Task instructions =
In the answer, give the entries below exactly, from the first line through the line with "Label every sofa cushion", with every picture omitted.

Input =

--- START ---

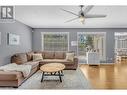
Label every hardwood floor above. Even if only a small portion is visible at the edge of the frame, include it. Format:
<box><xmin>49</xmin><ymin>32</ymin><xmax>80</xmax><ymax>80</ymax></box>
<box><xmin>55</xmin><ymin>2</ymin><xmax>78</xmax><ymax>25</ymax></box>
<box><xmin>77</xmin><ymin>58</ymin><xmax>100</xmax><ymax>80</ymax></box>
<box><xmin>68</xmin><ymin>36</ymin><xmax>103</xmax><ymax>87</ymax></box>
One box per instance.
<box><xmin>79</xmin><ymin>62</ymin><xmax>127</xmax><ymax>89</ymax></box>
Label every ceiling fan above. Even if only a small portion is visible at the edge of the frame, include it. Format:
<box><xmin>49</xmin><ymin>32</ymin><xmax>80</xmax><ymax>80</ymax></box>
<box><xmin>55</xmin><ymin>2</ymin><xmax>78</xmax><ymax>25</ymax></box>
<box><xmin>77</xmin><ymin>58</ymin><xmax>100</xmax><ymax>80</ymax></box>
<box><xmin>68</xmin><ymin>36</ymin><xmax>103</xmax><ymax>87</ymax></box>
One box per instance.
<box><xmin>61</xmin><ymin>5</ymin><xmax>107</xmax><ymax>24</ymax></box>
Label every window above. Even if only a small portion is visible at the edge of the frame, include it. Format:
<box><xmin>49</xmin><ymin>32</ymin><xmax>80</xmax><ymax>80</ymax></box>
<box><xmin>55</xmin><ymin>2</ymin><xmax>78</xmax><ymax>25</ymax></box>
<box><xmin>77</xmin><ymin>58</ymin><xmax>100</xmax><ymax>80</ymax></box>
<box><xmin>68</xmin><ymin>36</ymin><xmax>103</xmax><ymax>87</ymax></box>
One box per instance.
<box><xmin>115</xmin><ymin>32</ymin><xmax>127</xmax><ymax>55</ymax></box>
<box><xmin>42</xmin><ymin>32</ymin><xmax>69</xmax><ymax>51</ymax></box>
<box><xmin>115</xmin><ymin>32</ymin><xmax>127</xmax><ymax>49</ymax></box>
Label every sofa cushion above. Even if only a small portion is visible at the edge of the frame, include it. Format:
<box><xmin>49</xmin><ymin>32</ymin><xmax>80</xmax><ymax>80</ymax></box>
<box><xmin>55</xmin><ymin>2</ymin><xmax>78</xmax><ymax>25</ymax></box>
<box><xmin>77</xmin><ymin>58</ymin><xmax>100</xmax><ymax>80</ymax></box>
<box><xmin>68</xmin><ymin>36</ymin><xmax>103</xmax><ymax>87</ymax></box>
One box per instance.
<box><xmin>11</xmin><ymin>53</ymin><xmax>27</xmax><ymax>65</ymax></box>
<box><xmin>26</xmin><ymin>52</ymin><xmax>34</xmax><ymax>61</ymax></box>
<box><xmin>33</xmin><ymin>54</ymin><xmax>43</xmax><ymax>61</ymax></box>
<box><xmin>54</xmin><ymin>52</ymin><xmax>65</xmax><ymax>59</ymax></box>
<box><xmin>24</xmin><ymin>61</ymin><xmax>39</xmax><ymax>69</ymax></box>
<box><xmin>44</xmin><ymin>51</ymin><xmax>54</xmax><ymax>59</ymax></box>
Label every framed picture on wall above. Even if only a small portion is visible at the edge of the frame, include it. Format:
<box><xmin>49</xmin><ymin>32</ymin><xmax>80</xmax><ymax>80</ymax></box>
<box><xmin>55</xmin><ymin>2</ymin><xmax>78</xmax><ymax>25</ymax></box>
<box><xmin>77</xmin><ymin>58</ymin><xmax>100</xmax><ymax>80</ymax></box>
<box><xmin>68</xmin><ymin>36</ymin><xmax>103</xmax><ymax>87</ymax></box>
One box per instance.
<box><xmin>8</xmin><ymin>33</ymin><xmax>20</xmax><ymax>45</ymax></box>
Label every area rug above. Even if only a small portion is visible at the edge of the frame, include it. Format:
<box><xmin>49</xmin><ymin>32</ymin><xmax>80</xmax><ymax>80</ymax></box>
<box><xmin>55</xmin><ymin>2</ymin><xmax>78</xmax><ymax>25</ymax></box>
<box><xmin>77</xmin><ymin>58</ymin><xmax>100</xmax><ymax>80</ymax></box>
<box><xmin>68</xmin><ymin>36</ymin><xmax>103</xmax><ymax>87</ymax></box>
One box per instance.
<box><xmin>0</xmin><ymin>68</ymin><xmax>91</xmax><ymax>89</ymax></box>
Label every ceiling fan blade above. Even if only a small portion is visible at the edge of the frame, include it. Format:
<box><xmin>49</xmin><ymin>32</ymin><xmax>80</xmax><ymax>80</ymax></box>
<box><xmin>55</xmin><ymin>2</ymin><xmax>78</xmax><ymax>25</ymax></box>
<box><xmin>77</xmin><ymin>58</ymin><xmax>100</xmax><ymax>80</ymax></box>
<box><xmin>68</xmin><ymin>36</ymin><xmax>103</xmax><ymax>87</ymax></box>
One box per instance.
<box><xmin>65</xmin><ymin>17</ymin><xmax>79</xmax><ymax>23</ymax></box>
<box><xmin>84</xmin><ymin>5</ymin><xmax>94</xmax><ymax>14</ymax></box>
<box><xmin>61</xmin><ymin>8</ymin><xmax>79</xmax><ymax>16</ymax></box>
<box><xmin>85</xmin><ymin>14</ymin><xmax>107</xmax><ymax>18</ymax></box>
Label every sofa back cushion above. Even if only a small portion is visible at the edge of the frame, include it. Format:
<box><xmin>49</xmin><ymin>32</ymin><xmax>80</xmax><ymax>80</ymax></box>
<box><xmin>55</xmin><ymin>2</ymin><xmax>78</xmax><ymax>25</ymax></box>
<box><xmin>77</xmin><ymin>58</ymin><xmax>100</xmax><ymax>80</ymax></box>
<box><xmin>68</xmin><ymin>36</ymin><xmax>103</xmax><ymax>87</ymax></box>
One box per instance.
<box><xmin>44</xmin><ymin>51</ymin><xmax>54</xmax><ymax>59</ymax></box>
<box><xmin>26</xmin><ymin>52</ymin><xmax>34</xmax><ymax>61</ymax></box>
<box><xmin>11</xmin><ymin>53</ymin><xmax>27</xmax><ymax>64</ymax></box>
<box><xmin>54</xmin><ymin>52</ymin><xmax>65</xmax><ymax>59</ymax></box>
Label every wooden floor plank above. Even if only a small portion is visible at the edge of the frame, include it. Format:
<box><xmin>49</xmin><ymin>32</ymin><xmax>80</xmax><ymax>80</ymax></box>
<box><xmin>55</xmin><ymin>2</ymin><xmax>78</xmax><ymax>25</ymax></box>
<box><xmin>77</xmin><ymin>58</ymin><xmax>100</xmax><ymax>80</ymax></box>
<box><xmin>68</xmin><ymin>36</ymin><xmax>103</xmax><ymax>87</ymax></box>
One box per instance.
<box><xmin>79</xmin><ymin>62</ymin><xmax>127</xmax><ymax>89</ymax></box>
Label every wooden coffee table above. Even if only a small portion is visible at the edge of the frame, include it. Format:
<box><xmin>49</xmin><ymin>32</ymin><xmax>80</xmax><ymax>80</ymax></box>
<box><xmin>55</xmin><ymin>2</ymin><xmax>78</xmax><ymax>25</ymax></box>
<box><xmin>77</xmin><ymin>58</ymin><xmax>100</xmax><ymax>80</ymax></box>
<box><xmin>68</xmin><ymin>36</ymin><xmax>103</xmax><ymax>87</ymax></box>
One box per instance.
<box><xmin>40</xmin><ymin>63</ymin><xmax>65</xmax><ymax>82</ymax></box>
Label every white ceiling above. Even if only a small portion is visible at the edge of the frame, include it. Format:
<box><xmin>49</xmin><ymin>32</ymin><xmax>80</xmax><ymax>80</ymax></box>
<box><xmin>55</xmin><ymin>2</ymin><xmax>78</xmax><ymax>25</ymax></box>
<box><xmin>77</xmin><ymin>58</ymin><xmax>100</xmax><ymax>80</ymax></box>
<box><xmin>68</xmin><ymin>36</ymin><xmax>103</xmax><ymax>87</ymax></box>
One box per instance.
<box><xmin>15</xmin><ymin>6</ymin><xmax>127</xmax><ymax>28</ymax></box>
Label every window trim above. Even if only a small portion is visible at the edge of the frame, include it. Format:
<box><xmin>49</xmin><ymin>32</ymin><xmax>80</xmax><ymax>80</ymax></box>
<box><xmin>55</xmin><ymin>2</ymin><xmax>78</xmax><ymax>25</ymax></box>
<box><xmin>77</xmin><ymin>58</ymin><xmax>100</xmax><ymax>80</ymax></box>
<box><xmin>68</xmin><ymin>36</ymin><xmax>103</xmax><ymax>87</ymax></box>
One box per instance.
<box><xmin>41</xmin><ymin>32</ymin><xmax>69</xmax><ymax>51</ymax></box>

--- END ---

Written solution =
Label every hardwood floor above. Even if only a small portion is visible at the edge of the frame, include it. Format:
<box><xmin>49</xmin><ymin>32</ymin><xmax>80</xmax><ymax>80</ymax></box>
<box><xmin>55</xmin><ymin>2</ymin><xmax>78</xmax><ymax>25</ymax></box>
<box><xmin>77</xmin><ymin>58</ymin><xmax>100</xmax><ymax>80</ymax></box>
<box><xmin>68</xmin><ymin>36</ymin><xmax>103</xmax><ymax>87</ymax></box>
One box per instance.
<box><xmin>79</xmin><ymin>62</ymin><xmax>127</xmax><ymax>89</ymax></box>
Label every ceiling fan above. Even if only a small portion is visible at the edge of the frame, include it. Format:
<box><xmin>49</xmin><ymin>32</ymin><xmax>80</xmax><ymax>80</ymax></box>
<box><xmin>55</xmin><ymin>2</ymin><xmax>78</xmax><ymax>25</ymax></box>
<box><xmin>77</xmin><ymin>58</ymin><xmax>100</xmax><ymax>80</ymax></box>
<box><xmin>68</xmin><ymin>36</ymin><xmax>103</xmax><ymax>87</ymax></box>
One box per instance.
<box><xmin>61</xmin><ymin>5</ymin><xmax>107</xmax><ymax>24</ymax></box>
Label every window above. Even if only a small portion is visible at the edge of the frame, include it. Format:
<box><xmin>49</xmin><ymin>32</ymin><xmax>80</xmax><ymax>80</ymax></box>
<box><xmin>55</xmin><ymin>2</ymin><xmax>78</xmax><ymax>25</ymax></box>
<box><xmin>77</xmin><ymin>58</ymin><xmax>100</xmax><ymax>80</ymax></box>
<box><xmin>68</xmin><ymin>36</ymin><xmax>103</xmax><ymax>87</ymax></box>
One box per instance.
<box><xmin>115</xmin><ymin>32</ymin><xmax>127</xmax><ymax>55</ymax></box>
<box><xmin>42</xmin><ymin>32</ymin><xmax>69</xmax><ymax>51</ymax></box>
<box><xmin>115</xmin><ymin>32</ymin><xmax>127</xmax><ymax>49</ymax></box>
Label every sofa cushion above. Even if only a small portion is visible at the edge of the frame, include it. Format:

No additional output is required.